____ LISTED RECORDS
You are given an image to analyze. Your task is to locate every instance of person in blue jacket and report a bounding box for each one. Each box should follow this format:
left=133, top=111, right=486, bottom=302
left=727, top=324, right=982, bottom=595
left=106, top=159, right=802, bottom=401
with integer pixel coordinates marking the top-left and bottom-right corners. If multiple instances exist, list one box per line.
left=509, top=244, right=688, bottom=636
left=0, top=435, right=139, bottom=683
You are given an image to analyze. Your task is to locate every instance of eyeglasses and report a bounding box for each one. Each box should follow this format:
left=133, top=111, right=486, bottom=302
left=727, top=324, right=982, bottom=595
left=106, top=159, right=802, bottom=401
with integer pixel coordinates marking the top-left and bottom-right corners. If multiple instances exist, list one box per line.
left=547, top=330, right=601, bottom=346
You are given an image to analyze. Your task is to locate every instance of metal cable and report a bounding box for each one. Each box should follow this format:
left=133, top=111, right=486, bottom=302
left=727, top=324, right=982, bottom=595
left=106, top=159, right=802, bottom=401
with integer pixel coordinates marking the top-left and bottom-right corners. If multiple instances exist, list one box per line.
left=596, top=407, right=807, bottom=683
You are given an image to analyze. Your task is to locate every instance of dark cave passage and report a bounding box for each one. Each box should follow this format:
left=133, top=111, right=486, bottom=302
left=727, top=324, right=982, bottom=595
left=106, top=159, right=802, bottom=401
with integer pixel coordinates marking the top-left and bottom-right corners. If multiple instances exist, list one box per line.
________
The entries above are to be transcribed in full and without error.

You are given an image to analyze. Your task is to locate every instance of person in blue jacket and report a bounding box for each one. Each box should follow this format:
left=133, top=111, right=486, bottom=302
left=727, top=324, right=982, bottom=595
left=106, top=159, right=802, bottom=401
with integer pixel coordinates marking the top-left and bottom-right corners. If multiple instances exist, list one box per line.
left=509, top=244, right=688, bottom=636
left=0, top=435, right=139, bottom=683
You are given an image to analyze. Your task is to locate every instance of eyeglasses and report a bounding box for each one. Each box should follow this format:
left=133, top=111, right=486, bottom=302
left=727, top=324, right=982, bottom=595
left=106, top=159, right=802, bottom=401
with integer pixel coordinates marking the top-left and bottom-right corners. If multiple instances exist, list one box per line.
left=547, top=330, right=601, bottom=346
You are given an image to analyze. Your task is to locate every instance of metal cable and report a bounding box for each one. Each box should follow this format:
left=133, top=111, right=486, bottom=302
left=727, top=324, right=982, bottom=595
left=106, top=159, right=802, bottom=401
with integer pixel coordinates marking the top-left and bottom-right corners. If multiple instances exist, list one box per line.
left=596, top=407, right=807, bottom=683
You are given an image to analyze. Your task is to locate every instance of dark cave passage and report a bounding box for each one. Each box should follow this format:
left=133, top=111, right=486, bottom=302
left=727, top=324, right=982, bottom=595
left=106, top=159, right=802, bottom=401
with integer pixel coordinates marking the top-left and bottom-right corners. If multiple instances exist, list one box per line.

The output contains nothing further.